→ Excerpt provided

-- START --

Thus the Greek captains were employed. But Aristides perceiving Psyttalea, a small island that lies within the straits over against Salamis, to be filled by a body of the enemy, put aboard his small boats the most forward and courageous of his countrymen, and went ashore upon it; and, joining battle with the barbarians, slew them all, except such more remarkable persons as were taken alive. Amongst these were three children of Sandauce, the king’s sister, whom he immediately sent away to Themistocles, and it is stated that in accordance with a certain oracle, they were, by the command of Euphrantides, the seer, sacrificed to Bacchus, called Omestes, or the devourer. But Aristides, placing armed men all around the island, lay in wait for such as were cast upon it, to the intent that none of his friends should perish, nor any of his enemies escape. For the closest engagement of the ships, and the main fury of the whole battle, seems to have been about this place; for which reason a trophy was erected in Psyttalea.
After the fight, Themistocles, to sound Aristides, told him they had performed a good piece of service, but there was a better yet to be done, the keeping Asia in Europe, by sailing forthwith to the Hellespont, and cutting in sunder the bridge. But Aristides, with an exclamation, bid him think no more of it, but deliberate and find out means for removing the Mede, as quickly as possible, out of Greece; lest being enclosed, through want of means to escape, necessity should compel him to force his way with so great an army. So Themistocles once more despatched Arnaces, the eunuch, his prisoner, giving him in command privately to advertise the king that he had diverted the Greeks from their intention of setting sail for the bridges, out of the desire he felt to preserve him.

-- END --

→ Stated goal A
Show every line of the data listing that contains the string "leaf". Treat uppercase and lowercase as different.
The passage and the data listing come from separate sources.

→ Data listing
-- START --

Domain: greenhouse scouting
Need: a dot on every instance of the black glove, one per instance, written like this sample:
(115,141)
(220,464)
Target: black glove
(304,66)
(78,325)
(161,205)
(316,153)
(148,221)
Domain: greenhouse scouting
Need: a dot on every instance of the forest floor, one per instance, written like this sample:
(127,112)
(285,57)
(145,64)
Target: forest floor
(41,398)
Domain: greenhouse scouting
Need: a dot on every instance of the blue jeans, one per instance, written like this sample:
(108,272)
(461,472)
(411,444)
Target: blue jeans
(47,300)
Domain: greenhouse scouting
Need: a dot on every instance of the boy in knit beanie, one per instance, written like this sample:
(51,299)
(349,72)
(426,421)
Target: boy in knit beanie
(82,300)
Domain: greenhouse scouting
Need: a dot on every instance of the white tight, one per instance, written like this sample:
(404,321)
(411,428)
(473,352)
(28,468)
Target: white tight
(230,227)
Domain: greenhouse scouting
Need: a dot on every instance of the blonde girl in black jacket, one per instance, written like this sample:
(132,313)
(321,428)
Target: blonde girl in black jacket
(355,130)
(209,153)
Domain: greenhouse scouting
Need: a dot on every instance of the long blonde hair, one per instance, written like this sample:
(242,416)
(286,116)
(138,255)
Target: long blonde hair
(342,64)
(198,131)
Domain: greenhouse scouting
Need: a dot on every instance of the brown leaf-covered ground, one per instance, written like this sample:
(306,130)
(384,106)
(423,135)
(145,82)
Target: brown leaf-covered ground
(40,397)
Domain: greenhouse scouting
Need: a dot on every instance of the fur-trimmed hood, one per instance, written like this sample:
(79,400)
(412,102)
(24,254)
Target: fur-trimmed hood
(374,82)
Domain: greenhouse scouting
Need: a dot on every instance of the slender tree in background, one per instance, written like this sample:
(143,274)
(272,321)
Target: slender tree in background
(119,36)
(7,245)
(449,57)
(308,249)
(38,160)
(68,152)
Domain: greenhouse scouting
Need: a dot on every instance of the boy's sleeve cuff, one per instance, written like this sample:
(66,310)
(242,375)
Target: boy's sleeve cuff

-- END --
-- START --

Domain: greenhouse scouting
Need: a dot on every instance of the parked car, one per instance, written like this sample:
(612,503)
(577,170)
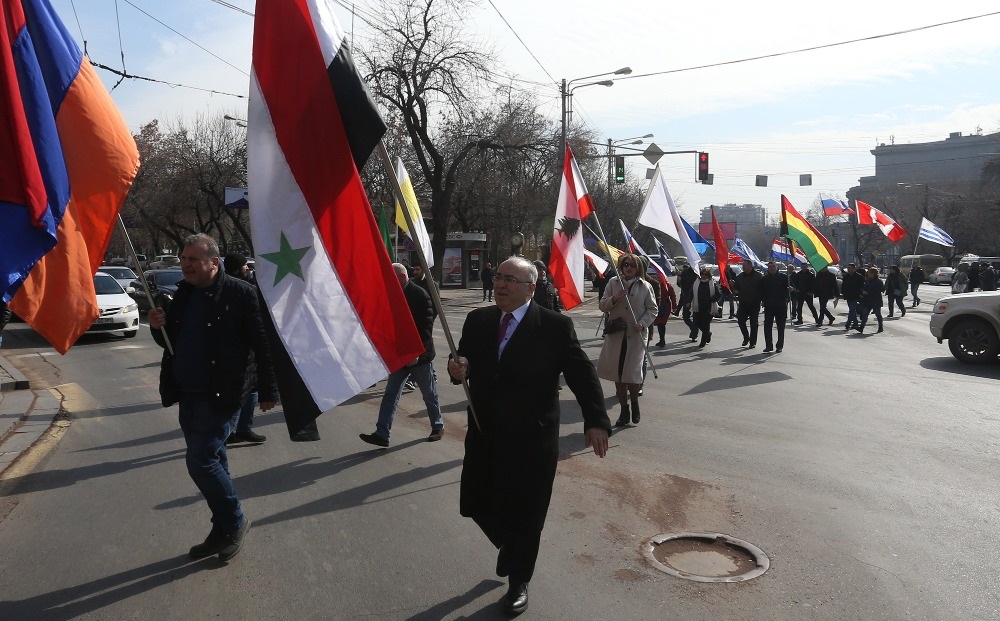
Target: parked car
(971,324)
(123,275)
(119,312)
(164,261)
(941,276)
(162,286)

-- END --
-- START --

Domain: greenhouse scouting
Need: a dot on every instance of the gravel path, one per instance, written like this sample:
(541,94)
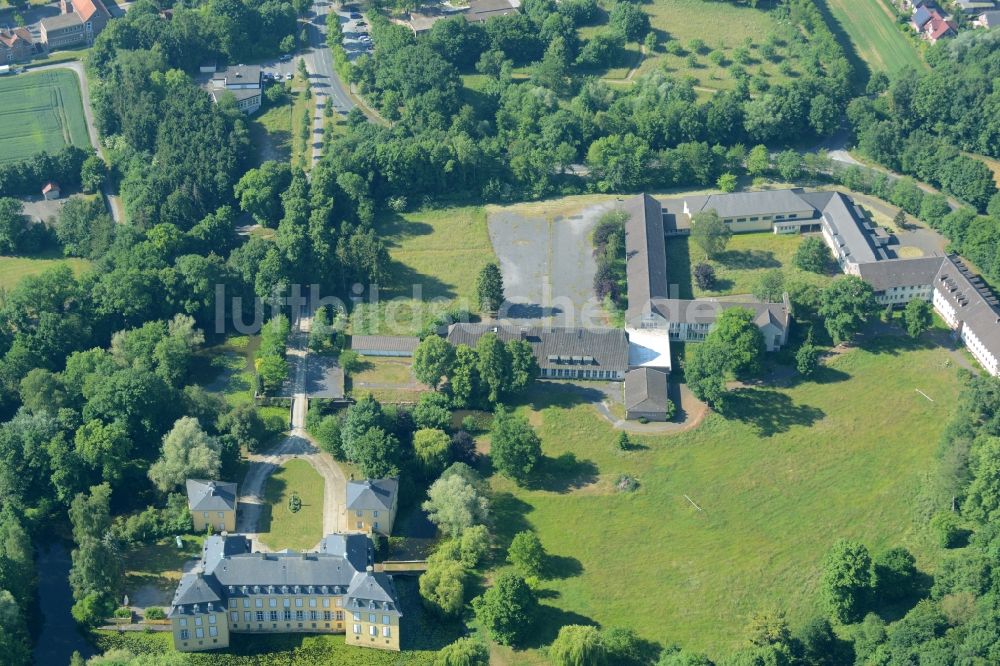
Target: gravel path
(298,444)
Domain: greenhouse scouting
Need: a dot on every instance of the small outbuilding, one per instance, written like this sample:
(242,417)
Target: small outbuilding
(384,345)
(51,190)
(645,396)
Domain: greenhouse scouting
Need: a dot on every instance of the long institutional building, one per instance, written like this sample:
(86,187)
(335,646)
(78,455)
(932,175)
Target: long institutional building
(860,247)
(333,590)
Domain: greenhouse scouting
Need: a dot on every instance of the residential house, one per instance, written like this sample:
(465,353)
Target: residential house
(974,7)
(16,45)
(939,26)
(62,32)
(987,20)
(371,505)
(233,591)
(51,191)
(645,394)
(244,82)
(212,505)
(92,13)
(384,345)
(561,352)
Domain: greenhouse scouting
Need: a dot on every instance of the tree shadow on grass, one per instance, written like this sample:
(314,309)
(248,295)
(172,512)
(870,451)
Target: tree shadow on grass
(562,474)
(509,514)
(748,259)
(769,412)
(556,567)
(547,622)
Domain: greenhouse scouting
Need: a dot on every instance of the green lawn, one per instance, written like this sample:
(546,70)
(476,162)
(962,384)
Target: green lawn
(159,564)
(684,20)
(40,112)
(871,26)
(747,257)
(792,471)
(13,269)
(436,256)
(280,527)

-- END --

→ Stated goal B
Please write out the passage about Aristides, starting with "After the fight, Themistocles, to" and going on through "to preserve him.". Substitute "Aristeides" for each "Aristides".

→ Finished answer A
Need: a dot on every instance of the brown leaf-covered ground, one per instance, written like this sample:
Target: brown leaf-covered ground

→ Finished answer B
After the fight, Themistocles, to sound Aristeides, told him they had performed a good piece of service, but there was a better yet to be done, the keeping Asia in Europe, by sailing forthwith to the Hellespont, and cutting in sunder the bridge. But Aristeides, with an exclamation, bid him think no more of it, but deliberate and find out means for removing the Mede, as quickly as possible, out of Greece; lest being enclosed, through want of means to escape, necessity should compel him to force his way with so great an army. So Themistocles once more despatched Arnaces, the eunuch, his prisoner, giving him in command privately to advertise the king that he had diverted the Greeks from their intention of setting sail for the bridges, out of the desire he felt to preserve him.